[EXTRAHIERTER TEXT]
....
# 1 Signal soll abwechselnd 2 Ausgänge schalten



## pupser (26 April 2009)

Hi, ich bräuchte bei folgendem Hilfe:
1 Signal soll abwechselnd A1 und A2 schalten.
wie kann ich das realisieren?
Habe schon einiges probiert, aber das einzige was ich erreiche ist, dass diese fortlaufend abwechselnd an und aus gehen, ihren Zustand aber nicht beibehalten.

Vielen Dank im voraus.


----------



## Gerhard K (26 April 2009)

zeig mal war du hast,bzw. arbeitest du mit set/reset??


----------



## crash (26 April 2009)

Stichwort: Flankenauswertung
Was hast du denn bis jetzt?


----------



## pupser (26 April 2009)

Das hier, aber so funktionier es gar nicht... Habe jetzt vieles versucht.. aber es klappt einfach  nicht :/

@crash
Mit deinem Stichwort kann ich leider nicht viel anfangen.
Haben in der Berufsschule nur mit den simpelsten Sachen gearbeitet und recht wenig erklärt bekommen.


----------



## Proxy (26 April 2009)

Lass mich raten zu bist noch auf der Berufsschule und das ist eine Hausaufgabe?
....
[BEREITGESTELLTE DATEN]

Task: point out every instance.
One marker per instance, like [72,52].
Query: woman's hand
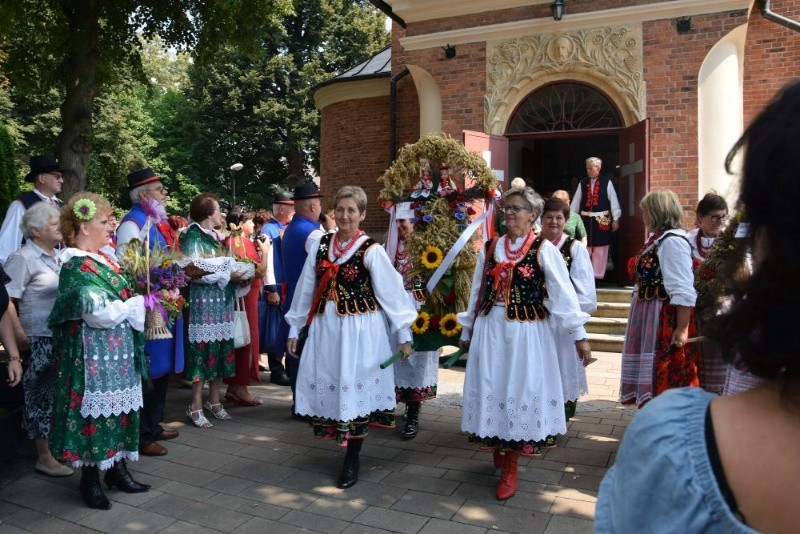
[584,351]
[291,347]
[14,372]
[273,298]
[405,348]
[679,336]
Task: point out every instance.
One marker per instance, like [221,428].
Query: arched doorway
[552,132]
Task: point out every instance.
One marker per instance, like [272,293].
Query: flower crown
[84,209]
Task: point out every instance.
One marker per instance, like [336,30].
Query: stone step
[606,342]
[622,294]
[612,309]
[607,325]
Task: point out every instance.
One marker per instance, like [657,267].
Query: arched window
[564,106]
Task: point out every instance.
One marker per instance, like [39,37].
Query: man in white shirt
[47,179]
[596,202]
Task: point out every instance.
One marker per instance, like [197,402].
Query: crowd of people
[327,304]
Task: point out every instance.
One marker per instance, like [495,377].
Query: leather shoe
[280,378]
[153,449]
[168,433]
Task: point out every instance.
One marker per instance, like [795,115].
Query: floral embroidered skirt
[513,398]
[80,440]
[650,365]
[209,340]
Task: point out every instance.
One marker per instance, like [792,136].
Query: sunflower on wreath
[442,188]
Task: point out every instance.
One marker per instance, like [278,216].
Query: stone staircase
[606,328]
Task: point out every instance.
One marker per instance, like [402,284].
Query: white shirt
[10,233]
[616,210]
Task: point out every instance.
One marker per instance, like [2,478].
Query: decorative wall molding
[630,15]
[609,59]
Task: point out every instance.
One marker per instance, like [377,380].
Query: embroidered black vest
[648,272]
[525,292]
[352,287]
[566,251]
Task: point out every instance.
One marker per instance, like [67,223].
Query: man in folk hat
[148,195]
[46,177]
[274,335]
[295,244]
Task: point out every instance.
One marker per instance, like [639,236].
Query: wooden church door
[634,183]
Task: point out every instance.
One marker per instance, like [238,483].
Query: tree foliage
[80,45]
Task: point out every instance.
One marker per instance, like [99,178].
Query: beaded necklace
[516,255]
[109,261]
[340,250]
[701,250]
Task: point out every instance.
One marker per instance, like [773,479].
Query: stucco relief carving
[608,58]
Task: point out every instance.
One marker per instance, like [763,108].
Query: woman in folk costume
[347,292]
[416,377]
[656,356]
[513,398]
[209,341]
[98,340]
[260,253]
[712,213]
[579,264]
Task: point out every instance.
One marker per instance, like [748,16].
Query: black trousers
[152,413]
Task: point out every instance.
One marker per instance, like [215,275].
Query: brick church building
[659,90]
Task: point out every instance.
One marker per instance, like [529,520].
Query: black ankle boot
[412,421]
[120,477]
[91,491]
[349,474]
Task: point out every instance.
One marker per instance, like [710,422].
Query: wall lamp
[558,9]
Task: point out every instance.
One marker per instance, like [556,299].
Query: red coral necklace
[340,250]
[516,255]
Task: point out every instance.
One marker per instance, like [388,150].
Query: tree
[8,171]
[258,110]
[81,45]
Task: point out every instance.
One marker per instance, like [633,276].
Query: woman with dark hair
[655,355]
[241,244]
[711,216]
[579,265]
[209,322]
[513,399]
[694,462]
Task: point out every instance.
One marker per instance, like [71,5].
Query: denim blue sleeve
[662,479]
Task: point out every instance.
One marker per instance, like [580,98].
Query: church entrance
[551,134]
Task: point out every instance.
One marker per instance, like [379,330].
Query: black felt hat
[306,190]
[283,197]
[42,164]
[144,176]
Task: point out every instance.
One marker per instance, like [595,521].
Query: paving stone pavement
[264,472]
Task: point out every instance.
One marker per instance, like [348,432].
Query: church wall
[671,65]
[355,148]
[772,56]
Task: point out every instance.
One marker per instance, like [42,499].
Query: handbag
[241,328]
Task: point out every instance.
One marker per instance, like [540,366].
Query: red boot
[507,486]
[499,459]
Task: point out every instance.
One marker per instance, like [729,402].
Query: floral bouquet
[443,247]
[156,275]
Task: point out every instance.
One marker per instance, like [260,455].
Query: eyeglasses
....
[DEINE AUFGABE] Zitiere den ganzen Text über das abwechselnde Schalten zweier Ausgänge wortgetreu und vollständig. Die Zeilen spielen hierbei keine Rolle.

[LÖSUNG]
# 1 Signal soll abwechselnd 2 Ausgänge schalten



## pupser (26 April 2009)

Hi, ich bräuchte bei folgendem Hilfe:
1 Signal soll abwechselnd A1 und A2 schalten.
wie kann ich das realisieren?
Habe schon einiges probiert, aber das einzige was ich erreiche ist, dass diese fortlaufend abwechselnd an und aus gehen, ihren Zustand aber nicht beibehalten.

Vielen Dank im voraus.


----------



## Gerhard K (26 April 2009)

zeig mal war du hast,bzw. arbeitest du mit set/reset??


----------



## crash (26 April 2009)

Stichwort: Flankenauswertung
Was hast du denn bis jetzt?


----------



## pupser (26 April 2009)

Das hier, aber so funktionier es gar nicht... Habe jetzt vieles versucht.. aber es klappt einfach  nicht :/

@crash
Mit deinem Stichwort kann ich leider nicht viel anfangen.
Haben in der Berufsschule nur mit den simpelsten Sachen gearbeitet und recht wenig erklärt bekommen.


----------



## Proxy (26 April 2009)

Lass mich raten zu bist noch auf der Berufsschule und das ist eine Hausaufgabe?